Supplied records Start Marker

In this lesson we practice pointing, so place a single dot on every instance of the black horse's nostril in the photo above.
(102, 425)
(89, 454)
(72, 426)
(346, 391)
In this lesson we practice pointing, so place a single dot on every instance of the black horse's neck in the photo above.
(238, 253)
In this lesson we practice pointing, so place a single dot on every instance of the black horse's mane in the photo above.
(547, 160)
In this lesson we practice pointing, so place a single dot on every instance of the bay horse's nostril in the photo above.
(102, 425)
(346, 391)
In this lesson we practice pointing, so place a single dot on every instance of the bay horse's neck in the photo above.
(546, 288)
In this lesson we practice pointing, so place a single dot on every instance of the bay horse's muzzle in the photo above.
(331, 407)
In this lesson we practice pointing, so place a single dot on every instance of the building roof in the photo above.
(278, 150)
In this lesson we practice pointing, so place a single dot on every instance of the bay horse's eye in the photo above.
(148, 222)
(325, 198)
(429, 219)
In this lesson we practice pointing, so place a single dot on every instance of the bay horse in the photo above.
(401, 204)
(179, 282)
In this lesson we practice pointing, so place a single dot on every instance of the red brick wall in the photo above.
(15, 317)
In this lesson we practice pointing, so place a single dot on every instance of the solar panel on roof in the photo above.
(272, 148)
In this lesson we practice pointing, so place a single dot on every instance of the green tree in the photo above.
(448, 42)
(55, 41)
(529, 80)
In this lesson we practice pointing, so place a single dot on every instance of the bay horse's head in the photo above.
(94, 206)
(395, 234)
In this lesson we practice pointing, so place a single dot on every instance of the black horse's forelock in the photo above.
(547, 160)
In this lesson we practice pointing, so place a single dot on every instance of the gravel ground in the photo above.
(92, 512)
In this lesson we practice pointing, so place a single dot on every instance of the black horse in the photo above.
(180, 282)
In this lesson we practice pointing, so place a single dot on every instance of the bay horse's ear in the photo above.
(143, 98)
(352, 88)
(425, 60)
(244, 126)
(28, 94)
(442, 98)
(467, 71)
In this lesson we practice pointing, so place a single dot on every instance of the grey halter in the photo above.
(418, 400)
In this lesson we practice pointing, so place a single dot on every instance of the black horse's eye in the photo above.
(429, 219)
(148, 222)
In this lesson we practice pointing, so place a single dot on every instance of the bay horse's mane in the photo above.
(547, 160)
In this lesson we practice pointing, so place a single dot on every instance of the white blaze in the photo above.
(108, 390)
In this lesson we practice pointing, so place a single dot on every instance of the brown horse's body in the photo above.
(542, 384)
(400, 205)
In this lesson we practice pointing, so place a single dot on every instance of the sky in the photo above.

Supplied records End Marker

Work instruction
Take the line holding "black horse's eye in the photo above." and all lines after it through the end of the data, and set them down exactly.

Response to this task
In this lesson we practice pointing, so place a single dot on every instance of the black horse's eye in the photo above.
(429, 219)
(148, 222)
In this lesson we practice pointing, so place a single dot on every instance of the bay horse's mane in the photo above.
(547, 160)
In this lesson we practice pointing, so place a single dot on every instance of the white blaze in the photo above.
(108, 390)
In this lesson we practice pointing, so place a single dot on every instance of the brown horse's body in the photo above.
(542, 384)
(400, 205)
In this lesson we practice pointing, so place a single dot on every instance of the sky in the photo above.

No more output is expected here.